* EXERCISE *
Write out every line of the material below as a numbered list, skipping blank lines and omitting the pictures.

* EXTRACTED RECORDS *
-- Start --
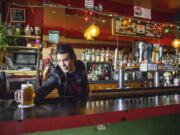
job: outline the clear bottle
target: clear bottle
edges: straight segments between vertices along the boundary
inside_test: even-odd
[[[109,54],[109,48],[107,48],[106,50],[106,58],[105,58],[106,62],[110,61],[110,54]]]
[[[91,60],[92,60],[92,62],[95,62],[95,61],[96,61],[96,54],[95,54],[94,48],[92,49]]]
[[[82,60],[82,61],[86,61],[86,58],[85,58],[85,50],[84,50],[83,53],[82,53],[81,60]]]
[[[104,48],[102,48],[102,51],[101,51],[101,62],[105,62],[105,53],[104,53]]]
[[[96,54],[96,62],[100,62],[100,51],[99,51],[99,49],[97,50],[97,54]]]
[[[7,78],[5,72],[0,72],[0,99],[6,99],[7,96]]]

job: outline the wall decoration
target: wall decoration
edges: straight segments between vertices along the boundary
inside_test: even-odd
[[[142,22],[128,18],[112,19],[113,35],[163,38],[163,30],[163,25],[155,25],[149,22]]]
[[[25,9],[10,8],[10,19],[11,22],[25,22]]]
[[[151,19],[151,9],[134,6],[134,17]]]

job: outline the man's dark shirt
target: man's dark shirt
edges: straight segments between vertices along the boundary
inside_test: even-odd
[[[59,97],[86,98],[89,93],[86,68],[83,62],[75,61],[76,71],[64,73],[59,66],[54,68],[47,82],[35,91],[35,99],[48,95],[54,88],[58,89]]]

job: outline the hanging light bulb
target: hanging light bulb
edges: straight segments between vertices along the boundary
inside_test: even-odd
[[[164,29],[164,33],[168,33],[169,32],[169,29],[168,28],[165,28]]]
[[[177,39],[177,38],[174,39],[173,42],[172,42],[172,46],[173,46],[174,48],[180,47],[180,40]]]
[[[91,36],[89,29],[87,29],[87,30],[84,32],[84,38],[85,38],[86,40],[93,40],[93,37]]]
[[[97,25],[92,24],[88,29],[92,37],[97,37],[100,33],[99,27]]]

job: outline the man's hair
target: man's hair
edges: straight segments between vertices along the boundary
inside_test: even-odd
[[[76,55],[74,53],[74,50],[73,50],[73,48],[69,44],[60,44],[60,45],[58,45],[55,53],[56,53],[56,55],[57,54],[68,53],[69,57],[71,59],[74,58],[76,60]]]

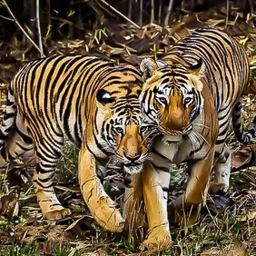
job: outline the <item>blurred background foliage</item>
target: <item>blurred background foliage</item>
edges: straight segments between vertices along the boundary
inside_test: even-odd
[[[253,0],[108,0],[107,4],[133,21],[138,26],[155,24],[171,27],[181,16],[200,12],[218,12],[223,16],[240,13],[240,22],[245,22],[248,15],[252,17],[256,3]],[[101,0],[6,0],[16,20],[38,42],[36,30],[36,8],[40,14],[40,26],[44,42],[44,51],[52,40],[86,40],[97,29],[118,30],[121,25],[129,30],[130,23]],[[253,23],[255,20],[253,19]],[[125,33],[125,31],[123,32]],[[124,35],[124,34],[123,34]],[[89,36],[90,37],[90,36]],[[2,51],[20,51],[29,48],[30,43],[25,34],[10,20],[5,2],[0,5],[0,43]]]

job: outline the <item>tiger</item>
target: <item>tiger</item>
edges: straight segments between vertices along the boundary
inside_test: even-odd
[[[123,231],[124,219],[97,173],[110,163],[131,175],[143,169],[151,142],[141,118],[142,85],[135,67],[94,55],[34,60],[14,76],[0,127],[0,167],[21,162],[34,167],[32,180],[44,218],[71,214],[53,187],[67,140],[80,149],[78,181],[92,216],[107,231]]]
[[[158,129],[141,181],[149,225],[143,246],[161,251],[172,245],[167,218],[171,164],[187,162],[186,190],[173,207],[177,223],[192,224],[207,192],[229,188],[231,155],[225,141],[231,120],[241,143],[255,135],[255,123],[248,133],[241,123],[241,97],[255,94],[255,87],[250,87],[244,47],[211,27],[193,30],[161,59],[144,58],[140,68],[142,112]]]

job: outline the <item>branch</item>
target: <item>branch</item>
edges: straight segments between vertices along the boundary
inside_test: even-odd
-- End --
* THE ANSWER *
1. job: outline the clear bottle
2. target: clear bottle
3. edges: straight segments between vertices along the boundary
4. inside_test: even-odd
5. [[[109,54],[109,48],[107,48],[106,50],[106,58],[105,58],[106,62],[110,61],[110,54]]]
6. [[[91,60],[92,60],[92,62],[95,62],[95,61],[96,61],[96,54],[95,54],[94,48],[92,49]]]
7. [[[82,60],[82,61],[86,61],[86,58],[85,58],[85,50],[84,50],[83,53],[82,53],[81,60]]]
8. [[[104,48],[102,48],[102,51],[101,51],[101,62],[105,62],[105,53],[104,53]]]
9. [[[96,54],[96,62],[100,62],[100,51],[99,51],[99,49],[97,50],[97,54]]]
10. [[[7,78],[5,72],[0,72],[0,99],[6,99],[7,96]]]
11. job: outline the wall decoration
12. target: wall decoration
13. edges: straight segments between vertices along the boundary
14. inside_test: even-odd
15. [[[142,22],[128,18],[112,19],[113,35],[163,38],[163,30],[163,25],[155,25],[149,22]]]
16. [[[25,9],[10,8],[10,19],[11,22],[25,22]]]
17. [[[151,19],[151,9],[134,6],[134,17]]]
18. job: outline the man's dark shirt
19. target: man's dark shirt
20. edges: straight segments between vertices along the boundary
21. inside_test: even-odd
22. [[[59,97],[86,98],[89,93],[86,68],[83,62],[75,61],[76,71],[64,73],[59,66],[54,68],[47,82],[35,91],[35,99],[48,95],[54,88],[58,89]]]
23. job: outline the hanging light bulb
24. target: hanging light bulb
25. edges: straight segments between vertices along the boundary
26. inside_test: even-odd
27. [[[164,29],[164,33],[168,33],[169,32],[169,29],[168,28],[165,28]]]
28. [[[177,39],[177,38],[174,39],[173,42],[172,42],[172,46],[173,46],[174,48],[180,47],[180,40]]]
29. [[[91,36],[89,29],[87,29],[87,30],[84,32],[84,38],[85,38],[86,40],[93,40],[93,37]]]
30. [[[97,25],[92,24],[88,29],[92,37],[97,37],[100,33],[99,27]]]
31. job: outline the man's hair
32. target: man's hair
33. edges: straight segments between vertices along the boundary
34. inside_test: even-odd
35. [[[76,55],[74,53],[74,50],[73,50],[73,48],[69,44],[60,44],[60,45],[58,45],[55,53],[56,53],[56,55],[57,54],[68,53],[69,57],[71,59],[74,58],[76,60]]]
36. job: outline the <item>blurred background foliage</item>
37. target: <item>blurred background foliage</item>
38. edges: straight segments between vertices along the boundary
39. inside_test: even-odd
40. [[[253,0],[108,0],[107,4],[133,21],[138,26],[155,24],[171,27],[181,16],[200,12],[218,12],[223,16],[240,13],[240,22],[245,22],[248,15],[252,17],[256,3]],[[101,0],[6,0],[16,20],[38,42],[36,30],[36,8],[40,14],[40,26],[44,42],[44,51],[52,40],[86,40],[97,29],[118,30],[121,25],[129,30],[130,23]],[[253,23],[255,20],[253,19]],[[125,33],[125,31],[123,32]],[[124,35],[124,34],[123,34]],[[89,36],[90,37],[90,36]],[[2,51],[20,51],[29,48],[30,43],[25,34],[10,20],[5,2],[0,5],[0,43]]]
41. job: outline the <item>tiger</item>
42. target: <item>tiger</item>
43. edges: straight segments between vertices along the boundary
44. inside_test: even-odd
45. [[[123,231],[124,219],[97,173],[110,163],[131,175],[143,169],[151,142],[141,118],[142,85],[135,67],[94,55],[34,60],[14,76],[0,127],[0,167],[21,162],[34,167],[32,180],[44,218],[71,214],[53,187],[67,140],[80,149],[78,181],[92,216],[107,231]]]
46. [[[158,129],[141,181],[149,225],[143,246],[161,251],[172,245],[167,218],[171,164],[187,162],[186,190],[173,207],[177,223],[192,224],[207,192],[229,188],[231,155],[225,141],[231,120],[241,143],[255,135],[255,123],[248,133],[241,123],[241,97],[255,94],[255,87],[250,87],[244,47],[211,27],[193,30],[161,59],[144,58],[140,68],[142,112]]]
47. job: outline the <item>branch</item>
48. target: <item>branch</item>
49. edges: straight segments between vertices along the boundary
50. inside_test: even-odd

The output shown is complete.